(Page text):
▼
At 10:12 AM 10/13/99 , Joe Sims wrote:

>actually, this post reflects a fundamental misperception of how the
>democratic process actually works.  The election process that was selected
>by the DNSO was deliberately chosen to resemble what happens in political
>conventions, where (at least historically) candidates joust for support in
>sequential rounds until there is a coalescence around a winner.  This is
>generally accompanied by a lot of horsetrading back and forth; does Mikki
>Barry really think that Vice-Presidential candidates have not commonly
>resulted from trading their support to a particular Presidential candidate?
>The notion in her post that the only true democracy is one that is
>characterized by direct popular elections of course ignores the fact that
>the most successful democracy in history, the United States, has never had
>such elections.  It also apparently ignores the reality in any
>organization, from the Congress down to the smallest school board, that
>elections of officers or the passage of resolutions or legislation is
>almost always the product of  what she derides as "horse trading."  This
>confusion between some persons' view of political utopia and the way the
>real world actually functions is a major reason for the unhappiness of Ms.
▲
Object detection data:
▼
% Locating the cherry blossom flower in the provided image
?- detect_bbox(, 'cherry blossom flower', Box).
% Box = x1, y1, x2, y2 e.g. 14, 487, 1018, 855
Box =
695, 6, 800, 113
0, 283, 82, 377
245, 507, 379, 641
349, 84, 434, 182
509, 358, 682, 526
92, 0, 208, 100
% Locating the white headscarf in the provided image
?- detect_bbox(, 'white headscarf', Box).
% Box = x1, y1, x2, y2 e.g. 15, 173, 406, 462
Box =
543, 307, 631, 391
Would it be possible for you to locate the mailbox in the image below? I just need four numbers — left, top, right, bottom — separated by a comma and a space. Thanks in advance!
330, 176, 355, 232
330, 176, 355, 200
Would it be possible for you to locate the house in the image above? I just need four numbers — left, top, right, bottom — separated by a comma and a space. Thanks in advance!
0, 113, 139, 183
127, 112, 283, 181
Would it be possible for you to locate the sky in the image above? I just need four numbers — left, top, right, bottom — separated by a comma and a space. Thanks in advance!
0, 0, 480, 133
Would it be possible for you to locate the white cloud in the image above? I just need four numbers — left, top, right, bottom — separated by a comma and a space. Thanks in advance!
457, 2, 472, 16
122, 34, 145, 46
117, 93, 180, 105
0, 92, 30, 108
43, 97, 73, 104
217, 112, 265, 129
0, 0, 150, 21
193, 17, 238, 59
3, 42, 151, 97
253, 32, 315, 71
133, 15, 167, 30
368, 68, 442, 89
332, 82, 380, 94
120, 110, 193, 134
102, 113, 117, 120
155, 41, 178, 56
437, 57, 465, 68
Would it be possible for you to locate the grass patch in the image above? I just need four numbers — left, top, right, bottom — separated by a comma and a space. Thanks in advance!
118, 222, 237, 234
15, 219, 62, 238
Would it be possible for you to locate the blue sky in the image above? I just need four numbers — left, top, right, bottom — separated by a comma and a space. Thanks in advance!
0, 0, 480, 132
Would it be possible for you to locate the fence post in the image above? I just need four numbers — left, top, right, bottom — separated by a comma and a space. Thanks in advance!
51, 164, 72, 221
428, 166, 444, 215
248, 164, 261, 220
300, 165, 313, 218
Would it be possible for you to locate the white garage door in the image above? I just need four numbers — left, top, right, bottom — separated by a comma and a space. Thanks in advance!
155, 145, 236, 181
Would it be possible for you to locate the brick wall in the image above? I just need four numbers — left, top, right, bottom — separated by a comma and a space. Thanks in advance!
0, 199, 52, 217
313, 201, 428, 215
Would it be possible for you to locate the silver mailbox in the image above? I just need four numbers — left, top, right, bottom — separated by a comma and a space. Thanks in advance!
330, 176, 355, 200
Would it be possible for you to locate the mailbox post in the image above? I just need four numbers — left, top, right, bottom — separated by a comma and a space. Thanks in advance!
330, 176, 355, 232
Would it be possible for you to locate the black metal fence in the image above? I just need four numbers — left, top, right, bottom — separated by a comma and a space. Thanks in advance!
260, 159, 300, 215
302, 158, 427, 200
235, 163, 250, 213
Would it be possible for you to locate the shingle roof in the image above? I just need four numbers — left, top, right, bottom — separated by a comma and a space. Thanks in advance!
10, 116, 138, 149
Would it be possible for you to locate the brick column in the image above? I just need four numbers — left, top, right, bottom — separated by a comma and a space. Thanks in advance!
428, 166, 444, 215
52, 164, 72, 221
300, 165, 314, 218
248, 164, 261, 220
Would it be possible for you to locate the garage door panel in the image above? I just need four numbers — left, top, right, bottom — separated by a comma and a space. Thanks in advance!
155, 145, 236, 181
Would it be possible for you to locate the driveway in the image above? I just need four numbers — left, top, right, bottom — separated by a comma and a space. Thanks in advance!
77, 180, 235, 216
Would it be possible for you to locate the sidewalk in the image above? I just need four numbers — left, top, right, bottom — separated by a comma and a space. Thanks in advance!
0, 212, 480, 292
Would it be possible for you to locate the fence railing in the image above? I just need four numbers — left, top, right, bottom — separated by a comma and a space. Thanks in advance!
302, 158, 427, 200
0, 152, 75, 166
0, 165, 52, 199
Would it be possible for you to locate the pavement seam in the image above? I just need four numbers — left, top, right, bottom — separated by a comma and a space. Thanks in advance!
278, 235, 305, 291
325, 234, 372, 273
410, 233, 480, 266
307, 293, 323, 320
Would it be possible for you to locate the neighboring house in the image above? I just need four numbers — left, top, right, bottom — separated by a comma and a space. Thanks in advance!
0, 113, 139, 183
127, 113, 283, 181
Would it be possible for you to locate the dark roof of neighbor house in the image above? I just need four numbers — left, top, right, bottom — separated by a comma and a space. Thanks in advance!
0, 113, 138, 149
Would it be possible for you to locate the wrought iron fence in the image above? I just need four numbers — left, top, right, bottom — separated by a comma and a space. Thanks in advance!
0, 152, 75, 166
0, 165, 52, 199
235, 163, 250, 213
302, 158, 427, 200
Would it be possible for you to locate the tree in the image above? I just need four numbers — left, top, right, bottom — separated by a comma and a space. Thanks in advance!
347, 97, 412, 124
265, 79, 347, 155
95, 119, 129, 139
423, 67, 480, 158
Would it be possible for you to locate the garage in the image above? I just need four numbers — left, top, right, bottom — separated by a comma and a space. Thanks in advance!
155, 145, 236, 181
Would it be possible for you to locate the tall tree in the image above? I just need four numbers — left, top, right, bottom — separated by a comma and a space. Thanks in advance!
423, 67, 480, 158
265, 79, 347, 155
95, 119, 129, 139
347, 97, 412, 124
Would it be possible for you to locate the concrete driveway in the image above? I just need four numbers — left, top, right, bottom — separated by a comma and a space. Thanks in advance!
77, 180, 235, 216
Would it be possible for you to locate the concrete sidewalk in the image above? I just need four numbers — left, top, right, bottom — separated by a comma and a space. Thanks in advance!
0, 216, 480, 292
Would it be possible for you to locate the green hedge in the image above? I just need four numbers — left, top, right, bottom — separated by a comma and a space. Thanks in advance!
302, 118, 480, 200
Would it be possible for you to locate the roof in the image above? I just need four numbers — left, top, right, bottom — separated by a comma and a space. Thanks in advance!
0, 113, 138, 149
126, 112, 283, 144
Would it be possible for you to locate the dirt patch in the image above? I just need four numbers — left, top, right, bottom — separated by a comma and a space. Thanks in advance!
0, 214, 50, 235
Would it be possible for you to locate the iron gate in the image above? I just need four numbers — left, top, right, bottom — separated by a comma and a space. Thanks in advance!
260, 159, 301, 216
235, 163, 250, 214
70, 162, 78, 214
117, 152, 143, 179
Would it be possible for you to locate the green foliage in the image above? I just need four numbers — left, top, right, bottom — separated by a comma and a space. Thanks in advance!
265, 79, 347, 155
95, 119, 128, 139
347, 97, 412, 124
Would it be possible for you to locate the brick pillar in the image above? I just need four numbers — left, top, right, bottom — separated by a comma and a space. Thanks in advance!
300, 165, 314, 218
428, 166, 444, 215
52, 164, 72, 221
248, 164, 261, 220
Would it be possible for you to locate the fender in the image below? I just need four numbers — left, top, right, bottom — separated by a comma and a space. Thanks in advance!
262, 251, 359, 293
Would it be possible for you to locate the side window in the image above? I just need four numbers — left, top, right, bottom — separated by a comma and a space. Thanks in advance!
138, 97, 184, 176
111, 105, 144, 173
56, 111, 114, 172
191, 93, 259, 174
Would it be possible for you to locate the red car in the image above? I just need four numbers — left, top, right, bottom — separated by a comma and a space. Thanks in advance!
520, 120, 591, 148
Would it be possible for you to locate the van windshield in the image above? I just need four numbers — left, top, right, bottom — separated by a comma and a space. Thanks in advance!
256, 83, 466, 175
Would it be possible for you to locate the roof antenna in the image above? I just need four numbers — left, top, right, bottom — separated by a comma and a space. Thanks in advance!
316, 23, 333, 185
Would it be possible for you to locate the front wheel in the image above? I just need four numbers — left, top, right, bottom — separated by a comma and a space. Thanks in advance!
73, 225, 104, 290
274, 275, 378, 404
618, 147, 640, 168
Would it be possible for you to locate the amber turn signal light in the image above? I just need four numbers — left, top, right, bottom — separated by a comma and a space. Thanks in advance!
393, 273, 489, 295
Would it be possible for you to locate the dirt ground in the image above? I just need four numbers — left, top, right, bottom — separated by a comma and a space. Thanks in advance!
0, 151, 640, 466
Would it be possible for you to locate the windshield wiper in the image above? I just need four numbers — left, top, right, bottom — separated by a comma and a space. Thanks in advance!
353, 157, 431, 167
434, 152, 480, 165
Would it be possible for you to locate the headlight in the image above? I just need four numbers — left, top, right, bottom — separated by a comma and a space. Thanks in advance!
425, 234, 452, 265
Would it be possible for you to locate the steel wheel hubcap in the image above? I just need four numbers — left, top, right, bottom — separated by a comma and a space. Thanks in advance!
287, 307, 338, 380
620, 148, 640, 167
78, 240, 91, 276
▲
(Brief 1): In the quoted post, what was the DNSO's election process deliberately chosen to resemble?
(Brief 2): Rewrite everything in the quoted post from "At 10:12 AM" down to "particular Presidential candidate?", replacing "sequential rounds" with "successive rounds".
These records were taken from a separate source.

(Task output 1): What happens in political conventions.

(Task output 2):
At 10:12 AM 10/13/99 , Joe Sims wrote:

>actually, this post reflects a fundamental misperception of how the
>democratic process actually works.  The election process that was selected
>by the DNSO was deliberately chosen to resemble what happens in political
>conventions, where (at least historically) candidates joust for support in
>successive rounds until there is a coalescence around a winner.  This is
>generally accompanied by a lot of horsetrading back and forth; does Mikki
>Barry really think that Vice-Presidential candidates have not commonly
>resulted from trading their support to a particular Presidential candidate?